▶ **GOAL**:
Please report every line below that contains the word "bowl", copying each one in full.

▶ **EXERCISE DATA**:
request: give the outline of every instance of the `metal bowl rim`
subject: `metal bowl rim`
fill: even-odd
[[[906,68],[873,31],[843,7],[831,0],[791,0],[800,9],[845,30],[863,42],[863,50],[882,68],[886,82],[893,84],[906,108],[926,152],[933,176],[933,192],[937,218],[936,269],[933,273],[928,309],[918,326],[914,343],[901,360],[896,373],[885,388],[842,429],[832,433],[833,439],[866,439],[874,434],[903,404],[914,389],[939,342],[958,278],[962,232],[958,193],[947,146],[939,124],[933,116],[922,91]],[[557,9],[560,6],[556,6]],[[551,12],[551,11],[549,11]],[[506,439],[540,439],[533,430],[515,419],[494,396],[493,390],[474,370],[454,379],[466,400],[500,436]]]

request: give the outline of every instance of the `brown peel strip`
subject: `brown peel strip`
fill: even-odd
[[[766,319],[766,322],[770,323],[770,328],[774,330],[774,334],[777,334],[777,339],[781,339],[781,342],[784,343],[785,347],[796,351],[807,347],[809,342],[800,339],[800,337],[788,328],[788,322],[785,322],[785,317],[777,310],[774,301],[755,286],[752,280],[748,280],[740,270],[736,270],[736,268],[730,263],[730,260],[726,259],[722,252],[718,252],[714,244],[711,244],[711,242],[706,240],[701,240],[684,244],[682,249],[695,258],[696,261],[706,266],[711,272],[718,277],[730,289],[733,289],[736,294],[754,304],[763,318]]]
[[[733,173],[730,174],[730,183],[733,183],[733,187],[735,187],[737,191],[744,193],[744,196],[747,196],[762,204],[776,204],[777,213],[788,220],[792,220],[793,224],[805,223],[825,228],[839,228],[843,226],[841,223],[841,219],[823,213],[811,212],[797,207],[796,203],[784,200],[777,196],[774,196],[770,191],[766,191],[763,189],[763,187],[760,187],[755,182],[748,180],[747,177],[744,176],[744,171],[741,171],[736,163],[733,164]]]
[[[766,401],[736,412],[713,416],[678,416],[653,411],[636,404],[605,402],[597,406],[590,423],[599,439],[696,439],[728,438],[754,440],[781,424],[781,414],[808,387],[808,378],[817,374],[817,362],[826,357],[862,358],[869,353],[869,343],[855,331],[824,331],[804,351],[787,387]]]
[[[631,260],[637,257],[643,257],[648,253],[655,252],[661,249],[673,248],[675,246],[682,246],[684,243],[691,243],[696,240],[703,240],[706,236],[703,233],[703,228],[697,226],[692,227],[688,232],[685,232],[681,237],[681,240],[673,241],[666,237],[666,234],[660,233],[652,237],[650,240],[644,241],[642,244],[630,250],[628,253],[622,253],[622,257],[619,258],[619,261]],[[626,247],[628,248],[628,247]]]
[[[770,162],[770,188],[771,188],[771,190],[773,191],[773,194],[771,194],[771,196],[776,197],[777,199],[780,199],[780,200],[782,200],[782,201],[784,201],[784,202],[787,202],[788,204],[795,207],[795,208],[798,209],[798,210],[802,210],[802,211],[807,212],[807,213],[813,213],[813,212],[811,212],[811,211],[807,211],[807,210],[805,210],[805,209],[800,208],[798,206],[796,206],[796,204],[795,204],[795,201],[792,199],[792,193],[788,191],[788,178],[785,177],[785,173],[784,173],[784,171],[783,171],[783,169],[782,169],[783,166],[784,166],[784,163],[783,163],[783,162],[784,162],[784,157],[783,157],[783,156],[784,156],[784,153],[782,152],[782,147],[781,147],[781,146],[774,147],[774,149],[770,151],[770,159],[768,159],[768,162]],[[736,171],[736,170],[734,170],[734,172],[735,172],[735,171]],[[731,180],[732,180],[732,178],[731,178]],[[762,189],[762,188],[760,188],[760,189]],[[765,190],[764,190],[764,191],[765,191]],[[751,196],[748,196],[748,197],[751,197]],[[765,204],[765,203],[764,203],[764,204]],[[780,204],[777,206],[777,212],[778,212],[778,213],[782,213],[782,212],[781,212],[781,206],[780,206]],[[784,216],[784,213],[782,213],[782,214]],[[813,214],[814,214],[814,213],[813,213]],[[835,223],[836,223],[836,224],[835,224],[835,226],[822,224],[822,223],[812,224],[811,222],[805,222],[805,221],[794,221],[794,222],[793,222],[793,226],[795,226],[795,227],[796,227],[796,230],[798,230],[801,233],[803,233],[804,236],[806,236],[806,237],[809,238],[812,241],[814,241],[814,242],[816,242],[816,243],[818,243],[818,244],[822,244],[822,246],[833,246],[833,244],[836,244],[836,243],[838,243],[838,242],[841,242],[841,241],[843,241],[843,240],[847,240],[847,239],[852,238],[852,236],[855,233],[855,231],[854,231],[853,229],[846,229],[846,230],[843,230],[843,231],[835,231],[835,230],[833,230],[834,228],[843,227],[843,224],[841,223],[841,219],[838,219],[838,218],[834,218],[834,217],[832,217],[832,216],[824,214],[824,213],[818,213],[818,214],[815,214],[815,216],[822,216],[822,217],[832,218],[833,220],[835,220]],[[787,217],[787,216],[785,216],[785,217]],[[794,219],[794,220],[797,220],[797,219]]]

▶ **THE RESPONSE**:
request: give the outline of every instance of the `metal bowl rim`
subject: `metal bowl rim`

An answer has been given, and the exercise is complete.